The exercise: Copy every line of the records below word for word, leaving out the pictures.

[Contour labeling entries]
___

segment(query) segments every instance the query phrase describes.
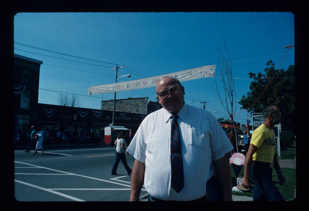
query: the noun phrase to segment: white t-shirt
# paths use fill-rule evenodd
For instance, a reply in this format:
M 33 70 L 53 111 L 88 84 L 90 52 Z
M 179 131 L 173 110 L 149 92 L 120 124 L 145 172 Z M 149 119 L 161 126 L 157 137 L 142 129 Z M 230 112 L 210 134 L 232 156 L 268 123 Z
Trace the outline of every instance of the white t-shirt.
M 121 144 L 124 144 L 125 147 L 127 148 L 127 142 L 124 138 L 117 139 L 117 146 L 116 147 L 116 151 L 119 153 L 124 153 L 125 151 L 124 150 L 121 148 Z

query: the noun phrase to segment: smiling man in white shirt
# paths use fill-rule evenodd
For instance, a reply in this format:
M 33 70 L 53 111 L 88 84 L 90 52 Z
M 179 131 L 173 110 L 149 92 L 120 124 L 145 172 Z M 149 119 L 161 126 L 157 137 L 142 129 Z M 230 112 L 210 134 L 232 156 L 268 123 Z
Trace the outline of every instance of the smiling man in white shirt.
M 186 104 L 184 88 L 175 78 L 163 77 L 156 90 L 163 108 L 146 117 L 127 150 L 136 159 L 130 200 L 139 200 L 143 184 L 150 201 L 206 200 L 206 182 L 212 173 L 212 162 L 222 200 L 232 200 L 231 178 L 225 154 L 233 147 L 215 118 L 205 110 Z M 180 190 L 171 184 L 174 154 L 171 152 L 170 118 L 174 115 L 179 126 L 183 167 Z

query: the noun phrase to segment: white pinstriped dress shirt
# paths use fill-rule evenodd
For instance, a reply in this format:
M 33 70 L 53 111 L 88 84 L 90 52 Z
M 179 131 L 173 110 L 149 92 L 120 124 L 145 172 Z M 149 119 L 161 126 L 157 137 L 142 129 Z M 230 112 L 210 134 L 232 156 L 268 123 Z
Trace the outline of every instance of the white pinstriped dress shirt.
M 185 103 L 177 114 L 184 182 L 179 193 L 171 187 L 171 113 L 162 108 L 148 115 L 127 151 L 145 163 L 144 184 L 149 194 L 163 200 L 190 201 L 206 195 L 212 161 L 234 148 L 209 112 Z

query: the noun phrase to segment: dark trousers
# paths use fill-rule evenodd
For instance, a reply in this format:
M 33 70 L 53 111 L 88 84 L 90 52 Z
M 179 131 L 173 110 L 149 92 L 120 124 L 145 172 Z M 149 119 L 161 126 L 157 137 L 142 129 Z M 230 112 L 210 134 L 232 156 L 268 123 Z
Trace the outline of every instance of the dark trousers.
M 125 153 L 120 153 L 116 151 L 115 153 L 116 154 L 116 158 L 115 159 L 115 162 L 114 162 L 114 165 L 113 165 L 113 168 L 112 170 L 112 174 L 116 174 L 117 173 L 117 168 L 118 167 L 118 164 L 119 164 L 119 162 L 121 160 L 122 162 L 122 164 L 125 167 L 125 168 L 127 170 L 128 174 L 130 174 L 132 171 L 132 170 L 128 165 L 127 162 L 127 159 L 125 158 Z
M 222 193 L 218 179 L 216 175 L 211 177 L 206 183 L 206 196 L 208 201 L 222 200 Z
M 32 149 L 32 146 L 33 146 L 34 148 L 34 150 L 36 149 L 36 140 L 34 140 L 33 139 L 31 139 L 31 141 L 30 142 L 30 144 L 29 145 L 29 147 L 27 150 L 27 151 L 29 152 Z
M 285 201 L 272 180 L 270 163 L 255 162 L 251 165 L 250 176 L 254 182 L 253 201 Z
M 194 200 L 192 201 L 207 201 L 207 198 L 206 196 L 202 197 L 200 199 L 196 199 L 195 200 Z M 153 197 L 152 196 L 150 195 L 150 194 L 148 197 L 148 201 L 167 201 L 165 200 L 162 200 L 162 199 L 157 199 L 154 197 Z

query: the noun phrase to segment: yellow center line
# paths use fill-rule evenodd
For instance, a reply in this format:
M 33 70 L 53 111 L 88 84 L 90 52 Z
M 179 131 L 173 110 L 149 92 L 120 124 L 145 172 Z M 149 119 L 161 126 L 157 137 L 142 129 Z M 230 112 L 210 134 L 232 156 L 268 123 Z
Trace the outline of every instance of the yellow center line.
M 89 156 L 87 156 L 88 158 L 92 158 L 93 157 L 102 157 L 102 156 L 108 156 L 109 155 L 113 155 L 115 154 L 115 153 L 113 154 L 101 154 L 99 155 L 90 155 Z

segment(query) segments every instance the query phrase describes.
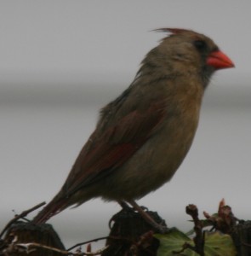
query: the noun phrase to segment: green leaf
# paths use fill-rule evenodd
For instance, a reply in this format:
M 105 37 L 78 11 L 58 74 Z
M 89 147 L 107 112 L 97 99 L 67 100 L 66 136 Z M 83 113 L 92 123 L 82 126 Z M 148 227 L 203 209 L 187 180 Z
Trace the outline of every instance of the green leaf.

___

Task result:
segment(query) segments every instance the query phrase describes.
query: the noun phrase to segment: white t-shirt
# paths use fill-rule evenodd
For instance, a reply in this format:
M 33 70 L 53 111 L 88 84 L 90 52 Z
M 179 131 L 173 110 L 149 92 L 120 124 L 145 172 Z M 149 119 L 161 126 L 157 137 L 142 129 Z M 230 112 L 210 134 L 232 156 L 268 123 Z
Trace the outline of every instance of the white t-shirt.
M 121 144 L 124 144 L 125 147 L 127 148 L 127 142 L 124 138 L 117 139 L 117 146 L 116 147 L 116 151 L 119 153 L 124 153 L 125 151 L 124 150 L 121 148 Z

query: the noun phrase to segment: smiling man in white shirt
# paths use fill-rule evenodd
For instance, a reply in this format:
M 33 70 L 53 111 L 88 84 L 90 52 Z
M 179 131 L 173 110 L 149 92 L 120 124 L 145 172 Z M 149 119 L 161 126 L 157 137 L 142 129 Z M 230 112 L 210 134 L 232 156 L 268 123 Z
Trace the outline of every instance of the smiling man in white shirt.
M 186 104 L 184 88 L 175 78 L 163 77 L 156 90 L 163 108 L 146 117 L 127 150 L 136 159 L 130 200 L 139 200 L 143 184 L 150 201 L 206 200 L 206 182 L 212 173 L 212 162 L 222 200 L 232 200 L 231 178 L 225 154 L 233 147 L 215 118 L 205 110 Z M 180 190 L 171 184 L 174 154 L 171 152 L 170 118 L 174 115 L 179 126 L 183 167 Z

query: the noun phrase to segment: white pinstriped dress shirt
# paths use fill-rule evenodd
For instance, a reply in this format:
M 33 70 L 53 111 L 88 84 L 90 52 Z
M 179 131 L 173 110 L 149 92 L 120 124 L 145 172 Z M 149 119 L 161 126 L 157 137 L 142 129 Z M 230 112 L 210 134 L 232 156 L 268 123 Z
Trace the outline of every instance of the white pinstriped dress shirt.
M 185 103 L 177 114 L 184 182 L 179 193 L 171 187 L 171 113 L 162 108 L 148 115 L 127 151 L 145 163 L 144 184 L 149 194 L 163 200 L 190 201 L 206 195 L 212 161 L 234 148 L 209 112 Z

query: the noun phrase to segment: dark trousers
# paths use fill-rule evenodd
For instance, a reply in this format:
M 33 70 L 53 111 L 88 84 L 90 52 Z
M 179 131 L 173 110 L 149 92 L 120 124 L 145 172 Z M 149 119 L 161 126 L 157 137 L 142 129 Z M 230 112 L 210 134 L 232 156 L 268 123 Z
Trace the outline of every instance of the dark trousers.
M 125 153 L 120 153 L 116 151 L 115 153 L 116 154 L 116 158 L 115 159 L 115 162 L 114 162 L 114 165 L 113 165 L 113 168 L 112 170 L 112 174 L 116 174 L 117 173 L 117 168 L 118 167 L 118 164 L 119 164 L 119 162 L 121 160 L 122 162 L 122 164 L 125 167 L 125 168 L 127 170 L 128 174 L 130 174 L 132 171 L 132 170 L 128 165 L 127 162 L 127 159 L 125 158 Z
M 222 193 L 218 179 L 216 175 L 211 177 L 206 183 L 206 196 L 208 201 L 222 200 Z
M 32 149 L 32 146 L 33 146 L 34 148 L 34 150 L 36 149 L 36 140 L 34 140 L 33 139 L 31 139 L 31 141 L 30 142 L 30 144 L 29 145 L 29 147 L 27 150 L 27 151 L 29 152 Z
M 285 201 L 272 180 L 270 163 L 255 162 L 251 165 L 250 176 L 254 182 L 253 201 Z
M 194 200 L 192 201 L 207 201 L 207 198 L 206 196 L 202 197 L 200 199 L 196 199 L 195 200 Z M 153 197 L 152 196 L 150 195 L 150 194 L 148 197 L 148 201 L 167 201 L 165 200 L 162 200 L 162 199 L 157 199 L 154 197 Z

query: the noun phrase to segment: yellow center line
# paths use fill-rule evenodd
For instance, a reply in this format:
M 33 70 L 53 111 L 88 84 L 90 52 Z
M 179 131 L 173 110 L 149 92 L 120 124 L 145 172 Z M 149 119 L 161 126 L 157 137 L 142 129 Z M 230 112 L 210 134 L 232 156 L 268 123 Z
Trace the outline of every instance of the yellow center line.
M 89 156 L 87 156 L 88 158 L 92 158 L 93 157 L 102 157 L 102 156 L 108 156 L 109 155 L 113 155 L 115 154 L 115 153 L 113 154 L 101 154 L 99 155 L 90 155 Z

segment(query) segments every instance the query phrase describes.
query: the noun phrase to segment: green leaf
# paths use fill-rule evenodd
For instance, a reply in this format:
M 105 37 L 78 11 L 58 74 Z
M 89 147 L 107 112 L 97 99 L 67 100 L 66 136 Z M 83 113 L 92 123 L 82 126 Z M 148 227 L 203 209 L 187 180 Z
Trace the outline of every instance of the green leaf.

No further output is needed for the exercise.